Iron metabolism in copper-deficient swine


The way in which iron is handled by the duodenal mucosa, the reticuloendothelial system, the hepatic parenchymal cell, and the normoblast was investigated in copper-deficient swine.

Copper-deficient swine failed to absorb dietary iron at the normal rate. Increased amounts of stainable iron were observed in fixed sections of duodenum from such animals. When 59iron was administered orally, the mucosa of copper-deficient animals extracted iron from the duodenal lumen at the normal rate, but the subsequent transfer to plasma was impaired.

When intramuscular iron supplements were given to copper-deficient pigs, increased amounts of iron were found in the reticuloendothelial system, the hepatic parenchymal cells, and in normoblasts (sideroblasts). Hypoferremia was observed in the early stages of copper deficiency, even though iron stores were normal or increased. When red cells that were damaged by prolonged storage were administered, the reticuloendothelial system failed to extract and transfer the erythrocyte iron to the plasma at the normal rate. Administration of copper to copper-deficient animals with normal iron stores resulted in a prompt increase in the plasma iron.

The observed abnormalities in iron metabolism are best explained by an impaired ability of the duodenal mucosa, the reticuloendothelial system, and the hepatic parenchymal cell to release iron to the plasma. It is suggested that copper is essential to the normal release of iron from these tissues. This concept is compatible with the suggestion made by others that the transfer of iron from tissues to plasma requires the enzymatic oxidation of ferrous iron, and that the plasma copper protein, ceruloplasmin, is the enzyme (ferroxidase) which catalyzes the reaction.

Because excessive amounts of iron were found in normoblasts, it is suggested that an additional defect in iron metabolism affects these cells and plays a major role in the development of anemia. As a result of the proposed defect, iron cannot be incorporated into hemoglobin and, instead, accumulates as nonhemoglobin iron.
=======
Exercise requirements:
1 – In the abstract, what happened to the plasma iron when copper was given to copper-deficient animals with normal iron stores?
2 – Reproduce the part of the abstract that opens with the words containing "When intramuscular iron" and closes with "the plasma iron.".

Information provided:
=======
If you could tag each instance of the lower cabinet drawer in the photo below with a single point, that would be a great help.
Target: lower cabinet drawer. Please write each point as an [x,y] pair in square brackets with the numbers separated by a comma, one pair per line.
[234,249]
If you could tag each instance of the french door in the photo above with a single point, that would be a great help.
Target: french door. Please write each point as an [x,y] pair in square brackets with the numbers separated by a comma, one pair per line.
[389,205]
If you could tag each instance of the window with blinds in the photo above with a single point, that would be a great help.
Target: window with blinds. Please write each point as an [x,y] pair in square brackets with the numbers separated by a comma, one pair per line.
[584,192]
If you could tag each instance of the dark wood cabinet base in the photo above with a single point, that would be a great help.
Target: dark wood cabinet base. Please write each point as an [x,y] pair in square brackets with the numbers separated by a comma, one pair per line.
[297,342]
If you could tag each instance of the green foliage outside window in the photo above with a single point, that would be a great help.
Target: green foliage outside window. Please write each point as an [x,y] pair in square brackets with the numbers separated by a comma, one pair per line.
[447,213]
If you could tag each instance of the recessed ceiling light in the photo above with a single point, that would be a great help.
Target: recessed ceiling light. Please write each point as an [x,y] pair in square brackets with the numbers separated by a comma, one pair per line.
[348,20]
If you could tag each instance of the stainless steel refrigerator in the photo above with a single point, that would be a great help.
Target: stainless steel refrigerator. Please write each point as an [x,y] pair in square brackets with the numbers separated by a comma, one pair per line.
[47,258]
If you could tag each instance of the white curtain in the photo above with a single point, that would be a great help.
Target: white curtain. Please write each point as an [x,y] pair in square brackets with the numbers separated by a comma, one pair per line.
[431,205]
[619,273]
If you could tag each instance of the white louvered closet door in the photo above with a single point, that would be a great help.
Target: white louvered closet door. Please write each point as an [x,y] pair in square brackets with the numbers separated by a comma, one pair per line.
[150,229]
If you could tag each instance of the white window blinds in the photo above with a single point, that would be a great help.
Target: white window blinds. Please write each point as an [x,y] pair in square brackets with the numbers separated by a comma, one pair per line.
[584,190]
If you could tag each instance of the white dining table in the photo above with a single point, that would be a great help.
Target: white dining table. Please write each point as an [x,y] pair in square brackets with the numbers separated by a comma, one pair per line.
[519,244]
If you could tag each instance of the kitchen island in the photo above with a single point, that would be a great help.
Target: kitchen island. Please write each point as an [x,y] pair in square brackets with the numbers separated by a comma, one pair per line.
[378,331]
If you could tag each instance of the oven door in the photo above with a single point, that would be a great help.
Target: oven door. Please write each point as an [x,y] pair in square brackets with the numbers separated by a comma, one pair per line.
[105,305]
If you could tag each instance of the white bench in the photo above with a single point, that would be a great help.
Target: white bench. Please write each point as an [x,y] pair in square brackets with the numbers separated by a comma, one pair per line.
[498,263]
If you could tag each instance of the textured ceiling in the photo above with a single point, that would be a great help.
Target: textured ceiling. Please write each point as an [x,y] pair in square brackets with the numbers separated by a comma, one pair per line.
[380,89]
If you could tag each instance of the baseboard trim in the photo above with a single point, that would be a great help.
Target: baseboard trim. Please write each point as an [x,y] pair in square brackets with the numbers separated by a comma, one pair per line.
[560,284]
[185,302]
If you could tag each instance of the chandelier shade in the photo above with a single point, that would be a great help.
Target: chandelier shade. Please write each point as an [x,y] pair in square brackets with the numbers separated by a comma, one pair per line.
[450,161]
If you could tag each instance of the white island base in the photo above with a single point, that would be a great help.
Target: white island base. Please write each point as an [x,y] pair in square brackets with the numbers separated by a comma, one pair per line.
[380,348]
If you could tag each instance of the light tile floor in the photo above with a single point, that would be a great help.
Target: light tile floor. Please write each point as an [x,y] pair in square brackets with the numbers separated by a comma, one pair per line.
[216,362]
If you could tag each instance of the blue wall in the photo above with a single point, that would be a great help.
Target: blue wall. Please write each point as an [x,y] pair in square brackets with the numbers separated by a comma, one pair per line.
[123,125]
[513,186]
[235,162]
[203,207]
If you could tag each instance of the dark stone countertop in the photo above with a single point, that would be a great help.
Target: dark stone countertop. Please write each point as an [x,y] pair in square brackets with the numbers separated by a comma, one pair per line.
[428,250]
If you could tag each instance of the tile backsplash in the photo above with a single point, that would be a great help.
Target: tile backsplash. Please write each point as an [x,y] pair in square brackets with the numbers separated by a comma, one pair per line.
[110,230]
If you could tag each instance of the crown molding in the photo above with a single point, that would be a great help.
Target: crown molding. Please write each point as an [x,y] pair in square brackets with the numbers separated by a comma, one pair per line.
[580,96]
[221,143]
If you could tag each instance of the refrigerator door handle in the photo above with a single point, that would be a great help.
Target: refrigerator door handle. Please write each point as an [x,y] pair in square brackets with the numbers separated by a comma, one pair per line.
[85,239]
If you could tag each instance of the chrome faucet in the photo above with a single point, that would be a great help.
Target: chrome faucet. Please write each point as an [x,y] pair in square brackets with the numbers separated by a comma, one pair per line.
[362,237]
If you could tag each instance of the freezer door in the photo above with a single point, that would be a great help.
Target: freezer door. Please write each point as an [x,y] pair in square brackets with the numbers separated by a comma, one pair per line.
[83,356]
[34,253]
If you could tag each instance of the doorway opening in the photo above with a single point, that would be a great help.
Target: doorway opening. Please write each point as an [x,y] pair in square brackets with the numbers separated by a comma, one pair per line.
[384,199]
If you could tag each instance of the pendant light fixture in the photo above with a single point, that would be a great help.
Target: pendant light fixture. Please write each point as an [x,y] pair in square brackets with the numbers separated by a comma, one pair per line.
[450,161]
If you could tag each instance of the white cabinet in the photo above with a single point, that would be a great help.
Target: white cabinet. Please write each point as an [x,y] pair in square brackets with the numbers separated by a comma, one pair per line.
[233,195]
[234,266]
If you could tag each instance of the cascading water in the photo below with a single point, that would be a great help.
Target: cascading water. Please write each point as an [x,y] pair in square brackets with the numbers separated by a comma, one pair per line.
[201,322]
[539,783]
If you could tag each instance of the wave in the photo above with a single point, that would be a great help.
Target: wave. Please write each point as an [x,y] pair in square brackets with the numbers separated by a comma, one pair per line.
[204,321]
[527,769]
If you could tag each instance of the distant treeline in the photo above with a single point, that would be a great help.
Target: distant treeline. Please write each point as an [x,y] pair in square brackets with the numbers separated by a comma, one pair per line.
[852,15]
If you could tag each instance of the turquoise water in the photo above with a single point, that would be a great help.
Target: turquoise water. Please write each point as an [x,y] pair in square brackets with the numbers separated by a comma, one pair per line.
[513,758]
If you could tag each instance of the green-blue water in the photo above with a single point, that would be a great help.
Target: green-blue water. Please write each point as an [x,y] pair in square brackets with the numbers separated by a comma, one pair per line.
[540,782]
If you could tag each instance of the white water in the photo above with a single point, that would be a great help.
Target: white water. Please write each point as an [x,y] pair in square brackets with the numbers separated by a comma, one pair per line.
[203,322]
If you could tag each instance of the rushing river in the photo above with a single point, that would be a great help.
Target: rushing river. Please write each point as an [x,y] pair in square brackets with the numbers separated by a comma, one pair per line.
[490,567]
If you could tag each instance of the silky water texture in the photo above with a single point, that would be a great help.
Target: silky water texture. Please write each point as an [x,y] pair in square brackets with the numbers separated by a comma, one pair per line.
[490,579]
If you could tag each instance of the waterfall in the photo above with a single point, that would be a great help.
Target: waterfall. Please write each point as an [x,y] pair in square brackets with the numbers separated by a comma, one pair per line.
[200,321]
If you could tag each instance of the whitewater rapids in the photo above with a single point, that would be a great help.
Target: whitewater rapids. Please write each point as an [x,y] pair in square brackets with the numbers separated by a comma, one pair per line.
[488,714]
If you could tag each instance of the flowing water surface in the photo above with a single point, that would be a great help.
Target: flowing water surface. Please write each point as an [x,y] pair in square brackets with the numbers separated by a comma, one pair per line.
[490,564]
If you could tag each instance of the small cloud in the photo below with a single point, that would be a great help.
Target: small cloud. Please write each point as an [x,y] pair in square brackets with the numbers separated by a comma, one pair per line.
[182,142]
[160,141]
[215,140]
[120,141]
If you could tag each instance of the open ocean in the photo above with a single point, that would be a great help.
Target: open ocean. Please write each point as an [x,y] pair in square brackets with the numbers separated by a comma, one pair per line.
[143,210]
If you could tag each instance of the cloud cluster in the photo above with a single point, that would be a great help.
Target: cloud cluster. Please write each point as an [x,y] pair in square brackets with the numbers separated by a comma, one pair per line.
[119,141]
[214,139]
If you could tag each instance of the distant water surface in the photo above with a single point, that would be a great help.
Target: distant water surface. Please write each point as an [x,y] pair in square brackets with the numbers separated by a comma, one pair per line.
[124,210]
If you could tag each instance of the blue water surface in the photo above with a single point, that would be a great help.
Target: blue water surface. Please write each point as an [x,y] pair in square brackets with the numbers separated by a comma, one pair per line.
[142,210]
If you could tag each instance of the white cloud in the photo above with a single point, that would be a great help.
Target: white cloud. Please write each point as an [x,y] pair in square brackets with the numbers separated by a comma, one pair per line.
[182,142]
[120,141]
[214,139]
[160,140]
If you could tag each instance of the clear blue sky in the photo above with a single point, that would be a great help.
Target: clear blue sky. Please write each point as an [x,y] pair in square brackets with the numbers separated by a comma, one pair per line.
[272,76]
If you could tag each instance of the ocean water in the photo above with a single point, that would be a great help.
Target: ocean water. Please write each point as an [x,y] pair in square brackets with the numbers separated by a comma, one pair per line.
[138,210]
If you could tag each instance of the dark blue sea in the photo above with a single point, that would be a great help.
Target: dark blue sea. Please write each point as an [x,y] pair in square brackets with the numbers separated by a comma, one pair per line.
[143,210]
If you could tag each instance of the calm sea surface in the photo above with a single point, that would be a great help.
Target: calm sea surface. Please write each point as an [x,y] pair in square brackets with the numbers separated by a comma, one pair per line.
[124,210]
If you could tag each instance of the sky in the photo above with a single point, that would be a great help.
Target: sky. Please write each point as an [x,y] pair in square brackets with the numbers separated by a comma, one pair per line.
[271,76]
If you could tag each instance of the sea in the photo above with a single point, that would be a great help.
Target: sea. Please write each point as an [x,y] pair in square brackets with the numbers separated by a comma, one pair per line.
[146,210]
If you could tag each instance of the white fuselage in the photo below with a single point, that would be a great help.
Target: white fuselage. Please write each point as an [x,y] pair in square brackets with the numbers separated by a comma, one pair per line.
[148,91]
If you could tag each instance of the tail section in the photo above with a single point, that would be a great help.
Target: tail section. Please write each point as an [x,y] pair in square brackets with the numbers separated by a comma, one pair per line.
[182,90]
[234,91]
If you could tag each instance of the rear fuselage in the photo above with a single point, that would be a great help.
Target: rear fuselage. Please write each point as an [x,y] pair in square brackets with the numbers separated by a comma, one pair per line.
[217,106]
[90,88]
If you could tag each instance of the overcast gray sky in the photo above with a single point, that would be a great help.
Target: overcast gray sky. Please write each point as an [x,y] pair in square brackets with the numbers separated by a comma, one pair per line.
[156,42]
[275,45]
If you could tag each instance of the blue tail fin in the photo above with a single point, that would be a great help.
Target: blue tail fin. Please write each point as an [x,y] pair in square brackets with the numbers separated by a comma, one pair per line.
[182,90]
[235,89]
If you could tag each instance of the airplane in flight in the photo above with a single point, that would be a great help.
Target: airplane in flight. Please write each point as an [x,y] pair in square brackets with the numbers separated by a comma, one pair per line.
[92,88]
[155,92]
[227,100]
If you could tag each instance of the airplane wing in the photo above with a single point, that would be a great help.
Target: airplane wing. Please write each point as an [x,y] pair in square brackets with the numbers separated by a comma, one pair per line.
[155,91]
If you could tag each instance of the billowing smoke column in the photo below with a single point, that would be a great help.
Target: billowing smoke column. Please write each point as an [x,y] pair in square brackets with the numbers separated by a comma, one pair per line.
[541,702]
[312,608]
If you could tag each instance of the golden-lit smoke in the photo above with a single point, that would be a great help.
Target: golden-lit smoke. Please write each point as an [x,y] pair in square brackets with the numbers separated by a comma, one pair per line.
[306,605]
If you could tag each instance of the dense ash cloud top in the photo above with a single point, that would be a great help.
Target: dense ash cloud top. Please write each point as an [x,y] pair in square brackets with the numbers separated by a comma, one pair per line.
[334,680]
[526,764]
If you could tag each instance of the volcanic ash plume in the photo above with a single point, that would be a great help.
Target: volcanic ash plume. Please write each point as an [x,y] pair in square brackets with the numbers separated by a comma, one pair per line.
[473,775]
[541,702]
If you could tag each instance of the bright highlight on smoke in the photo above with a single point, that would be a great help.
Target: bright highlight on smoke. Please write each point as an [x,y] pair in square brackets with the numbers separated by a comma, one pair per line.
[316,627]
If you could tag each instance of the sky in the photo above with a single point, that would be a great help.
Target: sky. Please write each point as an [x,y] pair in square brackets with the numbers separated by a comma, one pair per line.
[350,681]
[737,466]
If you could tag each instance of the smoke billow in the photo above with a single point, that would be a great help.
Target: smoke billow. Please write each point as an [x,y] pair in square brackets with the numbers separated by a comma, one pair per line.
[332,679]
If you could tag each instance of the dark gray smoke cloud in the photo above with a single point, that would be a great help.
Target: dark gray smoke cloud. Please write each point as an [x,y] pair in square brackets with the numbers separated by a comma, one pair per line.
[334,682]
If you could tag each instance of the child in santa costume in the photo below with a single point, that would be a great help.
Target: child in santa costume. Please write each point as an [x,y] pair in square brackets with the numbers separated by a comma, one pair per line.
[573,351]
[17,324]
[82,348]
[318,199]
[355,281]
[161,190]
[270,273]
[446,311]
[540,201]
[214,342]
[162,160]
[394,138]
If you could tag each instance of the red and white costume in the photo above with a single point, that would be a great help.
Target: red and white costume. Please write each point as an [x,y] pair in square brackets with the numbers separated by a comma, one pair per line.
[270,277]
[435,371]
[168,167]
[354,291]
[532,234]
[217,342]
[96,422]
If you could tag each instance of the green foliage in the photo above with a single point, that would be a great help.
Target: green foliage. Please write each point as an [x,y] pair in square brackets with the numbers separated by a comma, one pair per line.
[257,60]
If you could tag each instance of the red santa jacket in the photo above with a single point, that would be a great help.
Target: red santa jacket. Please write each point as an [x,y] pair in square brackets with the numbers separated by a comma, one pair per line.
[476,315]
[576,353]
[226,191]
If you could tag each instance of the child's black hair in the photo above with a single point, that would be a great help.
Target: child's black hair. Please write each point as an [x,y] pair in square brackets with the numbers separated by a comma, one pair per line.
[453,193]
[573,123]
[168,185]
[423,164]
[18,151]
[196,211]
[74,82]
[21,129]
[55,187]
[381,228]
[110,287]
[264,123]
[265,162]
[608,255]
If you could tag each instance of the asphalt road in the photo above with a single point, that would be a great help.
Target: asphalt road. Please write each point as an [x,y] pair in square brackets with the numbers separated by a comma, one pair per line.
=======
Per-task answers:
1 – The plasma iron increased promptly.

2 –
When intramuscular iron supplements were given to copper-deficient pigs, increased amounts of iron were found in the reticuloendothelial system, the hepatic parenchymal cells, and in normoblasts (sideroblasts). Hypoferremia was observed in the early stages of copper deficiency, even though iron stores were normal or increased. When red cells that were damaged by prolonged storage were administered, the reticuloendothelial system failed to extract and transfer the erythrocyte iron to the plasma at the normal rate. Administration of copper to copper-deficient animals with normal iron stores resulted in a prompt increase in the plasma iron.